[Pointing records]
• • • •
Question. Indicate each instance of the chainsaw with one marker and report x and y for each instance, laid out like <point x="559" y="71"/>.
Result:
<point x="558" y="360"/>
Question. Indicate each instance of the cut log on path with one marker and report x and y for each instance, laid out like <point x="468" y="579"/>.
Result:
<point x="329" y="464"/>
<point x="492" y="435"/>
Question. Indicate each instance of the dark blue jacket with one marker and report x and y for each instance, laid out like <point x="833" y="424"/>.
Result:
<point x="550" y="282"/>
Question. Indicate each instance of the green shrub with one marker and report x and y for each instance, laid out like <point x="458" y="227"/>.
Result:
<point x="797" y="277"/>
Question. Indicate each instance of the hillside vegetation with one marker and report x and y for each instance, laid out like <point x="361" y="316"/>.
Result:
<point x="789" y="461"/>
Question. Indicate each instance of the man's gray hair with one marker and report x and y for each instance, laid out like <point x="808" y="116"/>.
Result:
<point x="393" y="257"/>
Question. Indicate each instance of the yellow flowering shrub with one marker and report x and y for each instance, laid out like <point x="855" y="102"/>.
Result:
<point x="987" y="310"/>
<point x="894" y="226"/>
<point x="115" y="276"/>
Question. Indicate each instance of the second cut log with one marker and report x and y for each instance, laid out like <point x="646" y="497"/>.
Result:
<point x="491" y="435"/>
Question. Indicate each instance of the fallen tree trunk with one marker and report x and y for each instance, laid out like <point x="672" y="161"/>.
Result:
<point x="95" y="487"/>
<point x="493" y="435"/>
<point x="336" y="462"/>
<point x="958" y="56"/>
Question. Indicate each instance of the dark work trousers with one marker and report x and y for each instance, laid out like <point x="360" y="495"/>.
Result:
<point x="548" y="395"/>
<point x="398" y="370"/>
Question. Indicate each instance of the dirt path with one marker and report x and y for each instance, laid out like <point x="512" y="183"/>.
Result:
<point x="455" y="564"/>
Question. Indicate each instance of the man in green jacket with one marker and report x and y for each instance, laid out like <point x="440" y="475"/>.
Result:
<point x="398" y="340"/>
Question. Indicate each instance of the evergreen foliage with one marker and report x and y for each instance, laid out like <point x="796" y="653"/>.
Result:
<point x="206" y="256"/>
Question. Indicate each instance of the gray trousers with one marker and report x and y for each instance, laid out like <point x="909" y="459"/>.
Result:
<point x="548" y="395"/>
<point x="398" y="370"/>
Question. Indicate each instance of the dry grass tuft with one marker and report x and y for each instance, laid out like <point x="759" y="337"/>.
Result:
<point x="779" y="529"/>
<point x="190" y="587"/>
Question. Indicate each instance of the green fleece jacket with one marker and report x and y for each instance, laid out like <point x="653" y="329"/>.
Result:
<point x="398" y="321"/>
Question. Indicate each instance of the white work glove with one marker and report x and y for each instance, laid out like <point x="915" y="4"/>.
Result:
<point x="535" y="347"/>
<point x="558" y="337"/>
• • • •
* Prompt *
Produce an exact copy of all the records.

* Result of this task *
Question. Indicate each instance of the chainsaw with one marker and report x and y for each instance, laid out like <point x="559" y="71"/>.
Result:
<point x="558" y="360"/>
Question. Indicate each instance of the cut log on path with one marker and report x and y for each instance, laid out like <point x="468" y="579"/>.
Result:
<point x="329" y="464"/>
<point x="492" y="435"/>
Question. Indicate each instance of the dark blue jacket with one marker and report x and y for each instance, laid out like <point x="833" y="424"/>.
Result:
<point x="550" y="282"/>
Question. Indicate each instance of the green shrub with one marker and report x and y for each instance, laid out like <point x="458" y="227"/>.
Result:
<point x="797" y="277"/>
Question. Indicate each instance of the hillside vegetation with one marker and report x and y for each instance, laid out like <point x="361" y="316"/>.
Result:
<point x="789" y="461"/>
Question. Indicate each instance of the man's gray hair with one marker and report x and y for each instance, laid out like <point x="808" y="116"/>.
Result:
<point x="393" y="257"/>
Question. Indicate each instance of the yellow flowering shrub with one marker and report x and y for each instance, laid out like <point x="855" y="102"/>.
Result:
<point x="987" y="310"/>
<point x="894" y="226"/>
<point x="115" y="276"/>
Question. Indicate each instance of the second cut log with one marker and report x and y for each instance, laid out like <point x="646" y="497"/>.
Result:
<point x="491" y="435"/>
Question. Indicate each instance of the fallen tree trunk with one marker and report x and y for each instance, laid out like <point x="672" y="161"/>.
Result:
<point x="95" y="487"/>
<point x="493" y="435"/>
<point x="336" y="462"/>
<point x="958" y="56"/>
Question. Indicate each instance of the dark work trousers with one marker and report x and y for each instance, laid out like <point x="360" y="495"/>.
Result:
<point x="548" y="395"/>
<point x="398" y="370"/>
Question. Indicate each instance of the dirt path with one marker and report x and y for each instance, laid out like <point x="512" y="183"/>.
Result:
<point x="455" y="564"/>
Question. Indicate each instance of the man in green jacket with one marker and report x and y for each instance, laid out like <point x="440" y="475"/>.
Result:
<point x="398" y="340"/>
Question. Indicate each instance of the evergreen foliage with one marker and report x and y for each instance, laid out like <point x="796" y="653"/>.
Result:
<point x="206" y="256"/>
Question. Indicate each instance of the gray trousers with one marker and report x and y for each instance, laid out like <point x="909" y="459"/>.
Result:
<point x="548" y="395"/>
<point x="398" y="370"/>
Question. Indicate each instance of the dry grass tuft with one marker and report x and y for each instance, laid out like <point x="759" y="337"/>.
Result:
<point x="779" y="529"/>
<point x="190" y="587"/>
Question. Indicate each instance of the green fleece jacket with one marker and report x and y for each instance, laid out like <point x="653" y="329"/>.
Result:
<point x="398" y="321"/>
Question. Indicate each instance of the white work glove with one marker and report x and y for each instance, laid out like <point x="915" y="4"/>.
Result:
<point x="535" y="347"/>
<point x="558" y="337"/>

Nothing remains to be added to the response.